> GIVEN PASSAGE:
<<<<
A VAPING mum-of-three blames her e-cigarette habit for a mystery lung illness which saw her put in a coma.
Texas woman Sherie Canada says she feels “a lot of guilt and shame” after doctors found fluid and blood clots in her lungs, as “I did this to myself”.
The mum told KTAB that she began vaping three-and-a-half-years ago as she thought it was safer than puffing on a cigarette.
The various vaping flavours soon had her hooked.
At the start of this year, Sherie suffered chest pain, unexplained weight loss and a bad cough.
And then, a few months ago, her symptoms intensified and she struggled to keep liquids down.
Sherie was rushed to A&E in Abilene when she struggled to breathe.
After being told her lung tissue was inflamed, the mum was given antibiotics and discharged from hospital.
Unfortunately, her chest pain increased so much that she had to return the next day, and it was discovered that she had blood clots and fluid in her lungs, said the Texas-based channel.
Six days after being admitted to the intensive care unit Sherie was put in a medically-induced coma.
Doctors told her that vaping was the most likely cause of her being critically ill.
She said it had been a “scary” experience, and that before being put in a coma, she had been “praying and hoping that I woke up”.
Now that her health has improved, Sherie has spoken about her terrifying three-week-long hospitalisation so others are made aware of the potential dangers of vaping.
>>>>
> DATA FOR ANALYSIS:
<<<<
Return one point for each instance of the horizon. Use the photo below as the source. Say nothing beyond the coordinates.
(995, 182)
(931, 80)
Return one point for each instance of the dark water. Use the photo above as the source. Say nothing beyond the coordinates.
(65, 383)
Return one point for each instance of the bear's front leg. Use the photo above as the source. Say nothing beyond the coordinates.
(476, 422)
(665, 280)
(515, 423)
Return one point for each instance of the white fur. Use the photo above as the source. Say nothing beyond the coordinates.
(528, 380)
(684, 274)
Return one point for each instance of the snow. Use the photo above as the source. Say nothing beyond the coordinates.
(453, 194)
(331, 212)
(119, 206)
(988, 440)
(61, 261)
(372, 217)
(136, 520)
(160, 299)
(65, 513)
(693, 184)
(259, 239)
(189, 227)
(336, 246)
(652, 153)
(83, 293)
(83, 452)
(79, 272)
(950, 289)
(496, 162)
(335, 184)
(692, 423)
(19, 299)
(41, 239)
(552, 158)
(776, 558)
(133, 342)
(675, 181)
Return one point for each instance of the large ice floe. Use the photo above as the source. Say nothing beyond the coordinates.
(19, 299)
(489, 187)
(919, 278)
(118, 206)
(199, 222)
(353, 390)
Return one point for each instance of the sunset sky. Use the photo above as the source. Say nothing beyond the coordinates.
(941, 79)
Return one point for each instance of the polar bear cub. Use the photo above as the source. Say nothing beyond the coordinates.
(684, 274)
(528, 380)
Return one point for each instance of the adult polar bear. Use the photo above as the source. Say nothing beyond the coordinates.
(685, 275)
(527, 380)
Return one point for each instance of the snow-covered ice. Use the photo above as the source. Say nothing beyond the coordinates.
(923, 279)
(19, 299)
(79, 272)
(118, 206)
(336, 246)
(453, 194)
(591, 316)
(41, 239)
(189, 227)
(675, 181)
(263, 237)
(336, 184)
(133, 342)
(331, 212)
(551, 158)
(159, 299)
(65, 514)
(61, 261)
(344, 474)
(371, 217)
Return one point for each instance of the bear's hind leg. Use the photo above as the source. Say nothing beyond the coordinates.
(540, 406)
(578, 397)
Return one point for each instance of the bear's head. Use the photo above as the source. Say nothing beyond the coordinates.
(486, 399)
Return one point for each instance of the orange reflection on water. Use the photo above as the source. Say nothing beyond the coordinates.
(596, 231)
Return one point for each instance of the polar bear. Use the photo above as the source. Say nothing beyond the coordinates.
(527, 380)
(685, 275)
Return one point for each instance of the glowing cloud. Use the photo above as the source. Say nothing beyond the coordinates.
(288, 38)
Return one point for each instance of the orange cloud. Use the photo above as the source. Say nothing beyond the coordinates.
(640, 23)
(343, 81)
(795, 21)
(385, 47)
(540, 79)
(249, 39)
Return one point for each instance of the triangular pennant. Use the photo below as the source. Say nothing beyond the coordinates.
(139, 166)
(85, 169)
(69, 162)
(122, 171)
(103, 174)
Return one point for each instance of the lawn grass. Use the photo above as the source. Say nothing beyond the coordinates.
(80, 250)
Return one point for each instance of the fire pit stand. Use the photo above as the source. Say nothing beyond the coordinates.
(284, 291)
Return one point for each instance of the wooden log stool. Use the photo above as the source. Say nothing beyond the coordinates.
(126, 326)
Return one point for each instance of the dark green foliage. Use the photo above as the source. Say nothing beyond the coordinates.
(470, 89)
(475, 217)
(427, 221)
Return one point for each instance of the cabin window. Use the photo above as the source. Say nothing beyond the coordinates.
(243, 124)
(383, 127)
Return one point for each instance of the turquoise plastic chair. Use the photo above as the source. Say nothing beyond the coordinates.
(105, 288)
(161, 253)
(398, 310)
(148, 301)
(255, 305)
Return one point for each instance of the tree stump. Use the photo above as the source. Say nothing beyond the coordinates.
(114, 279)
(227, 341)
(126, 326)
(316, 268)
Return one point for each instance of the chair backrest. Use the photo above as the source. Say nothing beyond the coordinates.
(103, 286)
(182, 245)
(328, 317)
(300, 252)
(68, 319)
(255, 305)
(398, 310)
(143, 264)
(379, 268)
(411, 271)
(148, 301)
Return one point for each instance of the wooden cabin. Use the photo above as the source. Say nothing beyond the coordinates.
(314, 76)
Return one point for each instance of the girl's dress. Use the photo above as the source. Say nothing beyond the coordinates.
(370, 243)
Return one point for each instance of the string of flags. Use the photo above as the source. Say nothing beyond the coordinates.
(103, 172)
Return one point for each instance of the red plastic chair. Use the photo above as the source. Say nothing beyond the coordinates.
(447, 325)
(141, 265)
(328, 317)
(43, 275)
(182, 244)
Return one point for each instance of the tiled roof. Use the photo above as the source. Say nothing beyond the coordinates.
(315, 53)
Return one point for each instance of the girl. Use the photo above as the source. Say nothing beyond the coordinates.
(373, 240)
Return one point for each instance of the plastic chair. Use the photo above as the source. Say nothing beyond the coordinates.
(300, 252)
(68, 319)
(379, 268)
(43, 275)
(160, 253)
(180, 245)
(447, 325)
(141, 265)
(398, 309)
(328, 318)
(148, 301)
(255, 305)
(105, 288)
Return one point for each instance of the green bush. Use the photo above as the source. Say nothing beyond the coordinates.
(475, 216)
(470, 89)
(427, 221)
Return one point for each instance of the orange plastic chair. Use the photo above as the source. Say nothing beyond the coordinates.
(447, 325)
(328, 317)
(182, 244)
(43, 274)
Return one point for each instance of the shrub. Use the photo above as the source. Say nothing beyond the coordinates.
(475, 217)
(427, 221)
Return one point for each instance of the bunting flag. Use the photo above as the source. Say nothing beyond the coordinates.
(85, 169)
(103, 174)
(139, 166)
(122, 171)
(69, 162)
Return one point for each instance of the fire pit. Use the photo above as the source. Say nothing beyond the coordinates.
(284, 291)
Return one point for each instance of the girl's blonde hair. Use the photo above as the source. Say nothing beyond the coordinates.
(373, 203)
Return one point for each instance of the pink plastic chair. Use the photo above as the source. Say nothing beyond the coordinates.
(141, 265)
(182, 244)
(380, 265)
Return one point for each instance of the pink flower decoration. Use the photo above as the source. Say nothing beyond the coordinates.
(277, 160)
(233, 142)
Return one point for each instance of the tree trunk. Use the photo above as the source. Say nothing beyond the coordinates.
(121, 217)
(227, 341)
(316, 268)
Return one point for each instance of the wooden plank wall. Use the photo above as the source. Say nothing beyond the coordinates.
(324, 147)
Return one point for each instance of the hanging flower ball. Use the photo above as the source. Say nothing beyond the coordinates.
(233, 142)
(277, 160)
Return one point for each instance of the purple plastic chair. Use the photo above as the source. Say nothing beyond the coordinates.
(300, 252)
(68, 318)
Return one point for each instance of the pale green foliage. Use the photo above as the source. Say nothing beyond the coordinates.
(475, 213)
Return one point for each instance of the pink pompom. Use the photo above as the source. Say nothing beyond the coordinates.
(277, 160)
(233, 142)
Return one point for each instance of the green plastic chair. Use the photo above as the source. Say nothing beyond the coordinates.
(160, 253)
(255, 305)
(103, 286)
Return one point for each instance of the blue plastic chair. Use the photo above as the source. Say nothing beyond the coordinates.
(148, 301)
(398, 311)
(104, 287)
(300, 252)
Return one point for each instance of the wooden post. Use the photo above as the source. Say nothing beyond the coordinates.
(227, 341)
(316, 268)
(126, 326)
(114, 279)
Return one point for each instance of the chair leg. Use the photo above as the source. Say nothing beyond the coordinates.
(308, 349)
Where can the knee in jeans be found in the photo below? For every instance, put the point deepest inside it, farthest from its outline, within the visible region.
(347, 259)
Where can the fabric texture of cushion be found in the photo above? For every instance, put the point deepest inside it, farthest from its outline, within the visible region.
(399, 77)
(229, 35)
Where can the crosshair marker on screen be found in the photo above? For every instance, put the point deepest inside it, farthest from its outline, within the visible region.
>>>>
> USING THE INFORMATION:
1. Answer these questions from the vaping article, one per line:
(a) How long ago did Sherie begin vaping?
(b) In which city was she rushed to A&E?
(c) How many days after her admission to intensive care was she put in a medically-induced coma?
2. Update the vaping article by writing out its text again, starting with "After being told" and going on through "the Texas-based channel.". Replace "antibiotics" with "painkillers".

> EXERCISE SOLUTIONS:
1.
(a) Three and a half years ago.
(b) Abilene.
(c) Six days.

2.
After being told her lung tissue was inflamed, the mum was given painkillers and discharged from hospital.
Unfortunately, her chest pain increased so much that she had to return the next day, and it was discovered that she had blood clots and fluid in her lungs, said the Texas-based channel.